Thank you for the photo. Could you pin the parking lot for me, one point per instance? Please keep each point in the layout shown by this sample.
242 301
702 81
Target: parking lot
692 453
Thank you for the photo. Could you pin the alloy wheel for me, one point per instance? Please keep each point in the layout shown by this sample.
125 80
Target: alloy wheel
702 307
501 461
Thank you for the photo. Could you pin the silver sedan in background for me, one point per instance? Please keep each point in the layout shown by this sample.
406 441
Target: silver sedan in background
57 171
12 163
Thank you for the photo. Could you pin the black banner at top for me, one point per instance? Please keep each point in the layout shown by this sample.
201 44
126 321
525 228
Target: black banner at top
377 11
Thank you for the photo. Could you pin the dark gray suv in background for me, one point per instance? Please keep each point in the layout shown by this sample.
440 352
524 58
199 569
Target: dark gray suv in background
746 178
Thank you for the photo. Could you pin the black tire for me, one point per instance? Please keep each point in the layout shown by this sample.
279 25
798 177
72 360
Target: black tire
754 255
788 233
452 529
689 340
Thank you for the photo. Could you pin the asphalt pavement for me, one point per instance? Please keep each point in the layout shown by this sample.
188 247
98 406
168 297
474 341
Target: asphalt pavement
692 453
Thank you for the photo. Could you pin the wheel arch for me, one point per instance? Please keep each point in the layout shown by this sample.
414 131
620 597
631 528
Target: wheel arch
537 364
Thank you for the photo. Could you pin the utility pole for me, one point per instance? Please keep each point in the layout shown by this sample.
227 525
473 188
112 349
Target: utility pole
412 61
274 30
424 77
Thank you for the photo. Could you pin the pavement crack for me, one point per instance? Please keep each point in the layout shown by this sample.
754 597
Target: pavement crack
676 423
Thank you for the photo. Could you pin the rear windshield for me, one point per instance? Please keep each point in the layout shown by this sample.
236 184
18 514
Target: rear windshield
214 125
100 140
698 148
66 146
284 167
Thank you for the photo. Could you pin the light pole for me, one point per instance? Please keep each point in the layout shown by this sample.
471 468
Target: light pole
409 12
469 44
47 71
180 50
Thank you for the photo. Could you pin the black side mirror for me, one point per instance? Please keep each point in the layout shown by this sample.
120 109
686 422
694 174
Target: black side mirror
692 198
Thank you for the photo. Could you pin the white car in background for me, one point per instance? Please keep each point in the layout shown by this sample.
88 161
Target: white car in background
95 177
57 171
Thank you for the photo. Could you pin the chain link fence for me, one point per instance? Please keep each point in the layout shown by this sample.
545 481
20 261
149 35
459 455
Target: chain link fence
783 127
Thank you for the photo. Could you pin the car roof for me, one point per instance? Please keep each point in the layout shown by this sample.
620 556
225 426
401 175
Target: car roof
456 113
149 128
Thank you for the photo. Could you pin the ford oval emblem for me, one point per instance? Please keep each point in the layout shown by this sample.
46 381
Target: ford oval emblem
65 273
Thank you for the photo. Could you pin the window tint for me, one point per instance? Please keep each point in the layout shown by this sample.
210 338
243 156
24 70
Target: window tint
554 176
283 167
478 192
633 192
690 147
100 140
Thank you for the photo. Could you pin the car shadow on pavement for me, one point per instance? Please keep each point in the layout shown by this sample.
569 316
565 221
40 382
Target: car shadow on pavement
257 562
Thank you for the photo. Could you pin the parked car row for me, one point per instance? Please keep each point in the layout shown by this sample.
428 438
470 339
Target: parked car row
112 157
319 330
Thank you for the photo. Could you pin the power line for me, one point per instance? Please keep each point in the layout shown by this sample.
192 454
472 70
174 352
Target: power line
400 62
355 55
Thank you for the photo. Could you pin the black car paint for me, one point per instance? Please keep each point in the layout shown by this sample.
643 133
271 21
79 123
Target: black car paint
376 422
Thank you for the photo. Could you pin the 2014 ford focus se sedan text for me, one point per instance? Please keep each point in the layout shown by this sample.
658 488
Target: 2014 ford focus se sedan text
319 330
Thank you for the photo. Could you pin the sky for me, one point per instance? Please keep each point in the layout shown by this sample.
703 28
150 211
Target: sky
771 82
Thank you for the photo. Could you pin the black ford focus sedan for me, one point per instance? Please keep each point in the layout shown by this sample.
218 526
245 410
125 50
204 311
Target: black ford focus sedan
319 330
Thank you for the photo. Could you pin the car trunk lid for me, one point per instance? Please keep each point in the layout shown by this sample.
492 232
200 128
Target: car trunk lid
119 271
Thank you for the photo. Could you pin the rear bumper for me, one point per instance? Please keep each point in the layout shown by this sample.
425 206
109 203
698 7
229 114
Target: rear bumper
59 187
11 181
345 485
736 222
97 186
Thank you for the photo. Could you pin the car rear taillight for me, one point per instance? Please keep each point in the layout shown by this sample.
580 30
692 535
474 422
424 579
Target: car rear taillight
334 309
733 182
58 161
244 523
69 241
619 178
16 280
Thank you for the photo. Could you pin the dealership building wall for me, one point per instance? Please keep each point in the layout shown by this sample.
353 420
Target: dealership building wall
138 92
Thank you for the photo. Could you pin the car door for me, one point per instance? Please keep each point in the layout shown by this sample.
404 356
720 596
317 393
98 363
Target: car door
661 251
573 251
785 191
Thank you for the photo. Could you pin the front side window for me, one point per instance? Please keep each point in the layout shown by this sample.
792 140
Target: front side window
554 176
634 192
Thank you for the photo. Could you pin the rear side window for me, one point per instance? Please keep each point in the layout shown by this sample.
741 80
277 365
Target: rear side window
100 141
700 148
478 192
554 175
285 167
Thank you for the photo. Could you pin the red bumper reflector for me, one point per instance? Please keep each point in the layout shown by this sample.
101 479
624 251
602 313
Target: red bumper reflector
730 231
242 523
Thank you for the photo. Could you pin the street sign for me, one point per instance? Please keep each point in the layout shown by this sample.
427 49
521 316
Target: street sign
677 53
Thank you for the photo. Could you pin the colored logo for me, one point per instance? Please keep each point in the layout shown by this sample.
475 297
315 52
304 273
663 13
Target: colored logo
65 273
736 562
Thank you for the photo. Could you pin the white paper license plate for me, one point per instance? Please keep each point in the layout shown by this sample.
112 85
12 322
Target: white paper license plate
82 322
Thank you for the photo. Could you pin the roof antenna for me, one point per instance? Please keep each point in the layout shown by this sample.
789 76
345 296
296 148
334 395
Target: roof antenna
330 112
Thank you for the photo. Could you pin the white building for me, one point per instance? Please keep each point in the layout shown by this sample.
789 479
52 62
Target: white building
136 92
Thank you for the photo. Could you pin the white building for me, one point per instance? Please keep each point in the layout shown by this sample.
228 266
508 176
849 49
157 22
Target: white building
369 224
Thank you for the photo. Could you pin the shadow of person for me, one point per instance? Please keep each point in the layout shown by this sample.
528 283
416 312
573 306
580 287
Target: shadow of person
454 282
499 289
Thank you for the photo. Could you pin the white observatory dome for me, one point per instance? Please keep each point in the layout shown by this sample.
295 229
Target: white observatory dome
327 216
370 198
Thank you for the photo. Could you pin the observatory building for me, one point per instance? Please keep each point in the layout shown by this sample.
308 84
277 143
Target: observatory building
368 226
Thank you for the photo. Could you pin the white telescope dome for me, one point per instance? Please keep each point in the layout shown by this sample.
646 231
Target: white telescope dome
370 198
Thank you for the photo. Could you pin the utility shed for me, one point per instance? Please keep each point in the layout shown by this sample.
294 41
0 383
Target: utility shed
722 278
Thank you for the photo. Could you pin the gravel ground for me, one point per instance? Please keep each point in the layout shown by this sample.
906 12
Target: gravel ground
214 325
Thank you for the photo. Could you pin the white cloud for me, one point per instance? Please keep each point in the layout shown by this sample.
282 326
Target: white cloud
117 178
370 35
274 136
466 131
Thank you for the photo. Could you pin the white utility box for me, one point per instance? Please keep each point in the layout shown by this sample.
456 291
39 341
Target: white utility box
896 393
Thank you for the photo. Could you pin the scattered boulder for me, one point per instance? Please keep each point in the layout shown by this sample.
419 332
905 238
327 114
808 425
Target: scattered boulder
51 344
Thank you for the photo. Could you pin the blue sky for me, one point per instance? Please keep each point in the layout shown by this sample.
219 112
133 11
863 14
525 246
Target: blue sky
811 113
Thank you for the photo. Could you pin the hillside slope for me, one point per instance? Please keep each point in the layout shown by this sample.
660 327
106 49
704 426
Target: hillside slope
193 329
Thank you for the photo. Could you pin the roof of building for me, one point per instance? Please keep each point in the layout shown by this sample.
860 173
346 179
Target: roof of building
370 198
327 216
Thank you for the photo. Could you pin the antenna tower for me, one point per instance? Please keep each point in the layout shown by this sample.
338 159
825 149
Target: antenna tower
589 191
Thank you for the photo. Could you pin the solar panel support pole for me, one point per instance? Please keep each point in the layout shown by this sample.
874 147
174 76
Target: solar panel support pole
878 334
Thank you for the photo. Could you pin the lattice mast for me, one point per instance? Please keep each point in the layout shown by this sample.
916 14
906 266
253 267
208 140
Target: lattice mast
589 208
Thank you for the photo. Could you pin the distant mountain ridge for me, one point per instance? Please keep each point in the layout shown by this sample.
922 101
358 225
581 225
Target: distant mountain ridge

= = = =

Task to carry out >> Write the lines out verbatim, from the one with "Thank you for the photo. Could you pin the lattice" through the last line of the entries, and stop there.

Answer for the task >>
Thank you for the photo. Could you pin the lattice mast for me, one point per instance? Please keep each point in the layout shown by this sample.
916 14
906 266
253 267
208 140
Target: lattice mast
589 208
Thank you for the photo. Could you pin the distant mountain ridge for me, one point per instance? Please keep each point in the layout shown by this sample.
922 101
358 225
581 225
Target: distant mountain ridge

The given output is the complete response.